═════ RECORD SET ═════

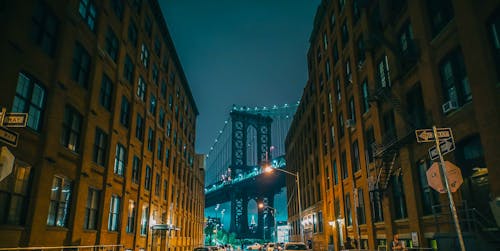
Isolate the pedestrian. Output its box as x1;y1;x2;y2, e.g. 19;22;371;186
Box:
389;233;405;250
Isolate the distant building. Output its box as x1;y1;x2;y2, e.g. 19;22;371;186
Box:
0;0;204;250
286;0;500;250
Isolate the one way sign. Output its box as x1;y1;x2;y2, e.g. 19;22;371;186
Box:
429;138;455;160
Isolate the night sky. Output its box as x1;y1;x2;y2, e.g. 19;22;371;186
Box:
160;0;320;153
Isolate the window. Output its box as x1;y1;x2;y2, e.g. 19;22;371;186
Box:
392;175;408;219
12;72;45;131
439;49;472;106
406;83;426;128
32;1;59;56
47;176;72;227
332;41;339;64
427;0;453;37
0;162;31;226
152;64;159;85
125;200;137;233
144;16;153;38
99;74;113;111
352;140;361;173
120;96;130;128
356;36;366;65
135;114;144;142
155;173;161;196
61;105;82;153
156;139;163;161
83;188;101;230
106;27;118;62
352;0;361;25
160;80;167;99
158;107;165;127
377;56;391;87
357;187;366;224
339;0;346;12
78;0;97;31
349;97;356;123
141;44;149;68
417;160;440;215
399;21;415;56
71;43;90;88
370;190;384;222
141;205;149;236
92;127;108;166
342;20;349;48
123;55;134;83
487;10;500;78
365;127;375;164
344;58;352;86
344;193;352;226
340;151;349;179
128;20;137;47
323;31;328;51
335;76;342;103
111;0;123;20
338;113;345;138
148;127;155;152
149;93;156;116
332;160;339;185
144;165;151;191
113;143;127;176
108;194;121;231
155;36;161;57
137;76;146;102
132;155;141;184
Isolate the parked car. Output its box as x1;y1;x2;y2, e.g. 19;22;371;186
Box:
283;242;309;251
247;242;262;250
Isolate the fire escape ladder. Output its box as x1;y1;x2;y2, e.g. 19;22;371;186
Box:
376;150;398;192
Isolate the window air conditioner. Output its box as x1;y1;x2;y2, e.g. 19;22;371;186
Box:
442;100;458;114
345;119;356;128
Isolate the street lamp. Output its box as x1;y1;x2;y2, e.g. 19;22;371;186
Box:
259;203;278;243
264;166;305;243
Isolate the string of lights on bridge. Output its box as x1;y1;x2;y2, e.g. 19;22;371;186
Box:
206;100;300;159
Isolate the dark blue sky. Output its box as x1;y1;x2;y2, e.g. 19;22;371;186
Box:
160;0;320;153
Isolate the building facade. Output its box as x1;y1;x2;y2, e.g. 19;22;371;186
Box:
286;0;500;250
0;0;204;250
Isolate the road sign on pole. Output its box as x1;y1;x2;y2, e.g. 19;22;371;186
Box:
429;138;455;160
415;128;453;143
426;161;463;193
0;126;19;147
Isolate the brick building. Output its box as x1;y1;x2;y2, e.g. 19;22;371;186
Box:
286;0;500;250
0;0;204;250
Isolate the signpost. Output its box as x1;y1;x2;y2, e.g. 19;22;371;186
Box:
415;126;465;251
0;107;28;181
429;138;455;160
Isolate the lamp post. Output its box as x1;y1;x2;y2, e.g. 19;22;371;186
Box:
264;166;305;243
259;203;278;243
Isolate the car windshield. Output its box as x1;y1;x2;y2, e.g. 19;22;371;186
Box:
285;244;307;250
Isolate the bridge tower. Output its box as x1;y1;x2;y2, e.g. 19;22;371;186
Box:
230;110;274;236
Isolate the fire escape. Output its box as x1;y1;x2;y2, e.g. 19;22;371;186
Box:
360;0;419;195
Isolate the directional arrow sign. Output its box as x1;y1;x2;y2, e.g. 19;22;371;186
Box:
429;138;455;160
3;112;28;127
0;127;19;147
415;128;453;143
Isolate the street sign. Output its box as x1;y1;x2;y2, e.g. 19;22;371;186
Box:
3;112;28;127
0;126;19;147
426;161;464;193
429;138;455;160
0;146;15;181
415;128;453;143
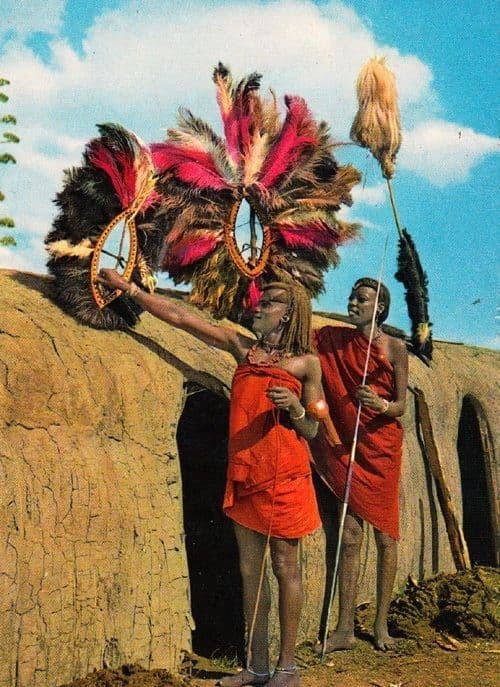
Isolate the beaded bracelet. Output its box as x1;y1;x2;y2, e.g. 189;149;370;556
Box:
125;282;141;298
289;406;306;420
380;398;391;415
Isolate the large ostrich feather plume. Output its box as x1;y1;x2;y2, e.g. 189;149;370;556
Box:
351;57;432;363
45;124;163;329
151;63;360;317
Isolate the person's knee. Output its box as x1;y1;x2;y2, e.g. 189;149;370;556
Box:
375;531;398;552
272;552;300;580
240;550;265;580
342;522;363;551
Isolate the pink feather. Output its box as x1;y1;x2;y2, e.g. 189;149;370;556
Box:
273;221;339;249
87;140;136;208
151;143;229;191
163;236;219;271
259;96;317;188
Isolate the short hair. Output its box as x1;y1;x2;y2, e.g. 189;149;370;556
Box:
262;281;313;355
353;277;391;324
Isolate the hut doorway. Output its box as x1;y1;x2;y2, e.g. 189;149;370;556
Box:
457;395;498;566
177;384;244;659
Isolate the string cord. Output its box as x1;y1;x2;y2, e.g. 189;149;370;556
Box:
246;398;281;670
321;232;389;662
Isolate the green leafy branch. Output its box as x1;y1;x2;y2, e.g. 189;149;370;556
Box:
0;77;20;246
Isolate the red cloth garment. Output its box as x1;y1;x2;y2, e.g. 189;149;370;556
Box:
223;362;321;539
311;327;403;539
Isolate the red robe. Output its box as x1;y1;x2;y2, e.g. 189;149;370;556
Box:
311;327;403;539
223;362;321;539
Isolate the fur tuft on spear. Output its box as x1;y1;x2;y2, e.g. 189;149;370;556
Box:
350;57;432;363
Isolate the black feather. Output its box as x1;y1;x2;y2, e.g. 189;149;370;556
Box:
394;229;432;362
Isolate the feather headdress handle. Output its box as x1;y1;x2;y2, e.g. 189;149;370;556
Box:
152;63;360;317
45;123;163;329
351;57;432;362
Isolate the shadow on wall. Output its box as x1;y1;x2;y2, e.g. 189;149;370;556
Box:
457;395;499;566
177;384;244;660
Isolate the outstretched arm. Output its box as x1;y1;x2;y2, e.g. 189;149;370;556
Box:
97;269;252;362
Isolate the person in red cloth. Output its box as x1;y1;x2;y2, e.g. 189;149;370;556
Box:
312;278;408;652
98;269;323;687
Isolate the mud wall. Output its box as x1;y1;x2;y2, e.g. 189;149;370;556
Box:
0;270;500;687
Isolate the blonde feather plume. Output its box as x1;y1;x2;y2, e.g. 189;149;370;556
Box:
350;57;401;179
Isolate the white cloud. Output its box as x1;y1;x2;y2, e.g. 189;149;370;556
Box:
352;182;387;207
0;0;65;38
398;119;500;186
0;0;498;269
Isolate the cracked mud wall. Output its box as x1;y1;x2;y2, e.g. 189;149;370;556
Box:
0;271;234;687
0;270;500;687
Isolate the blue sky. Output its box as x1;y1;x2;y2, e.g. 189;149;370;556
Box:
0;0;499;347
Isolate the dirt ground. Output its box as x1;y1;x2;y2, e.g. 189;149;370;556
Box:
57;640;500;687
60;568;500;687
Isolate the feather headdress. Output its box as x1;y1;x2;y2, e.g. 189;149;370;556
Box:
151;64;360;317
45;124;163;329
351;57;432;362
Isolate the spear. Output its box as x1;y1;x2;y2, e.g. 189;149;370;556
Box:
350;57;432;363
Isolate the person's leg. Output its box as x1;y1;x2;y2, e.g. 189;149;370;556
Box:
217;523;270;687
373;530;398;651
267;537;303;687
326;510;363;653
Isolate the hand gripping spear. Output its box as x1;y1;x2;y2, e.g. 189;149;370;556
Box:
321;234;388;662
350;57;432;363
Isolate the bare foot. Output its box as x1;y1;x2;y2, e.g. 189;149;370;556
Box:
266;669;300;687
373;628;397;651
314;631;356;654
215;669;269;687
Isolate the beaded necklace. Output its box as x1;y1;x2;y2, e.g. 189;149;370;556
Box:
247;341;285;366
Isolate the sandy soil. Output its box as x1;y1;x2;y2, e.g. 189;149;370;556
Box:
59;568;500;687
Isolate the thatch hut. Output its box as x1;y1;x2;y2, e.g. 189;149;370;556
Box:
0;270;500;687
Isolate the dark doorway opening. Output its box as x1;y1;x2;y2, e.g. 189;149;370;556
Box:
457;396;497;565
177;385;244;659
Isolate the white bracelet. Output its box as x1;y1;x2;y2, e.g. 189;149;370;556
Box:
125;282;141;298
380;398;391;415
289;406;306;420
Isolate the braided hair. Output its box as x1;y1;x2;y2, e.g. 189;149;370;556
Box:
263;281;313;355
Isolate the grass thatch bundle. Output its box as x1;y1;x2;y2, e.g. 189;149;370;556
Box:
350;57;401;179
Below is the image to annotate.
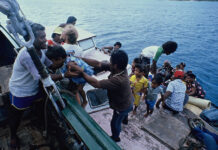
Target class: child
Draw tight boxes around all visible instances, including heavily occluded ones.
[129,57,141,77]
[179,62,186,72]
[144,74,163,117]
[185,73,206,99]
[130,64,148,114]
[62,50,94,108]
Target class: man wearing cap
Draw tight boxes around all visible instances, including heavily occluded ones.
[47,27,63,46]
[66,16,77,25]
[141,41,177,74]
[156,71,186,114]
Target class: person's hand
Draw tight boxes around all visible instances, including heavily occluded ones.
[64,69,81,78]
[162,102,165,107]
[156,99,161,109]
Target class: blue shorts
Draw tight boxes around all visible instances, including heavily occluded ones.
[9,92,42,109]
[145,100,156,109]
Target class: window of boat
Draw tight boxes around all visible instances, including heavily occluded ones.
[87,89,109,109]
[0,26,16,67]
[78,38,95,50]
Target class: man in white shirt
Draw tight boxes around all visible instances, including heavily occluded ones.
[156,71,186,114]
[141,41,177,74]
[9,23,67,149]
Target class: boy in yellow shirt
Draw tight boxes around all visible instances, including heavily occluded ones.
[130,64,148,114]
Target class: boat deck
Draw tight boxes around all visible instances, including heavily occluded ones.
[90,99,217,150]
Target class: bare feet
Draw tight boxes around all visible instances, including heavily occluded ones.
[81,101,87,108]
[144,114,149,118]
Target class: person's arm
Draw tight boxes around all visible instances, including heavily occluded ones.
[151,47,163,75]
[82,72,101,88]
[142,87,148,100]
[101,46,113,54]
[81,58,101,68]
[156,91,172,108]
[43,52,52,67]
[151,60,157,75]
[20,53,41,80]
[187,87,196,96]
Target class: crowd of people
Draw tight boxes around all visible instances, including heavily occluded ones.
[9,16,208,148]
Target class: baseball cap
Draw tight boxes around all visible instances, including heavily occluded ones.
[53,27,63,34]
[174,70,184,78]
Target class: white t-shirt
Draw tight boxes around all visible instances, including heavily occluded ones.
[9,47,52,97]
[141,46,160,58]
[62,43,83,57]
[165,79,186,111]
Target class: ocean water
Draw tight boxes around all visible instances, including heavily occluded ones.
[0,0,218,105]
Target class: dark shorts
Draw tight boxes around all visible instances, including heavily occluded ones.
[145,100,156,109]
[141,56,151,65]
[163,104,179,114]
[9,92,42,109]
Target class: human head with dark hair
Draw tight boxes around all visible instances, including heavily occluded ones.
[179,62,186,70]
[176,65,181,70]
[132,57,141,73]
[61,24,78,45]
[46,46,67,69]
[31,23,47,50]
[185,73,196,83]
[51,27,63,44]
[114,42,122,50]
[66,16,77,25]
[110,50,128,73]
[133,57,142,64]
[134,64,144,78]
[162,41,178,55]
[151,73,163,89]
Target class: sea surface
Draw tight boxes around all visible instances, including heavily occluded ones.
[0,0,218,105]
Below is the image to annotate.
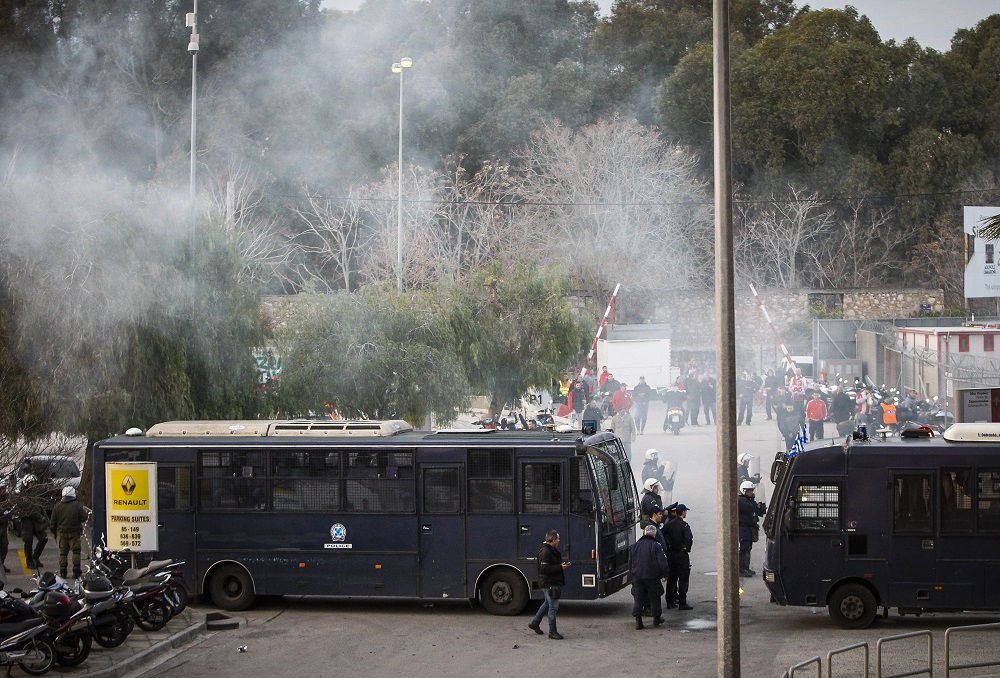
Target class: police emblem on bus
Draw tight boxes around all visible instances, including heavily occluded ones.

═════

▶ [GIVEN TASK]:
Rescale the listing from the line with "Isolate the person's leg." up to and including the line with "177;385;244;659", writing out every line again, requests included. Multiply each box coordinate in the answers by 1.95 and round to whole numbers, halves up, but leave the numbers in the requests and their format samples unchanged.

▶ [EXERCISE OUTPUT]:
Isolate the person's leg. Output its box as x1;y1;x2;y2, e.g. 189;149;370;556
Box:
423;1020;527;1340
727;1034;776;1269
521;1047;591;1340
636;995;708;1273
Isolate the hand gripping spear. Output its box as x1;y1;x2;y2, e.g. 189;149;370;556
Box:
626;456;757;1291
683;111;842;708
Isolate the bare foot. Output its box as x1;y1;x2;y2, e.g. 189;149;370;556
Box:
519;1305;585;1340
727;1225;774;1269
612;1230;694;1275
419;1305;525;1340
Isolate the beaded necklace. Output its box as x1;y1;x2;y2, e.g. 189;149;370;556
Box:
482;665;556;714
Isolate the sandy soil. Output its box as x1;y1;x2;y2, e.g. 189;149;370;556
Box:
115;1108;975;1340
Isolate the thatch hut. Output its box as x1;y1;x2;y2, e.g. 189;149;370;556
Box:
0;527;975;1340
Isolate the dark doorway opening. Output its box as x1;y1;x2;y2, e.g. 189;149;370;556
Box:
891;772;969;1102
345;751;476;1285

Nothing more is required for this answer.